Temat koronowirusa zaczyna budzić coraz większe emocje. Z jednej strony pojawiają się jego nowe ogniska epidemii w Europie – głównie we Włoszech i we Francji. Z drugiej – w Chinach podobno w najbliższych dniach ma zostać zamknięty jeden z tymczasowych szpitali, który wzniesiono właśnie z powodu lawinowego wzrostu zakażeń Covid-19. Powód? Zmniejszająca się liczba chorych.
Tymczasem w Polsce temat mikroba zdobywającego kolejne kontynenty i państwa, udało się (to chyba nasza specjalność), a jakże, upolitycznić. Po wysłuchaniu sejmowej debaty na temat tego, jak nie dać się wirusowi, odnieść można nieodparte wrażenie, że trwa u nas polityczna bitwa o mikroba. Jakby to, czyj będzie koronawirus, mogło zaważyć na tym, kto w maju przejmie fotel po Andrzeju Dudzie.

Dane źródłowe
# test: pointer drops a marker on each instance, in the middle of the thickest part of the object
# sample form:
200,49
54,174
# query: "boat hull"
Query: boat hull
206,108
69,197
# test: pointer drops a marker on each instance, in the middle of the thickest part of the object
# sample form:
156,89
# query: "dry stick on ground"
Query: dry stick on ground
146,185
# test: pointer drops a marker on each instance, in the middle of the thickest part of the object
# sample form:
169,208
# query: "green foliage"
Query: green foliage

Zadanie | Zwróć bez żadnych zmian fragment tekstu o koronawirusie od słów „Temat koronowirusa zaczyna” do słów „po Andrzeju Dudzie.” włącznie.

Rozwiązanie zadania |
Temat koronowirusa zaczyna budzić coraz większe emocje. Z jednej strony pojawiają się jego nowe ogniska epidemii w Europie – głównie we Włoszech i we Francji. Z drugiej – w Chinach podobno w najbliższych dniach ma zostać zamknięty jeden z tymczasowych szpitali, który wzniesiono właśnie z powodu lawinowego wzrostu zakażeń Covid-19. Powód? Zmniejszająca się liczba chorych.
Tymczasem w Polsce temat mikroba zdobywającego kolejne kontynenty i państwa, udało się (to chyba nasza specjalność), a jakże, upolitycznić. Po wysłuchaniu sejmowej debaty na temat tego, jak nie dać się wirusowi, odnieść można nieodparte wrażenie, że trwa u nas polityczna bitwa o mikroba. Jakby to, czyj będzie koronawirus, mogło zaważyć na tym, kto w maju przejmie fotel po Andrzeju Dudzie.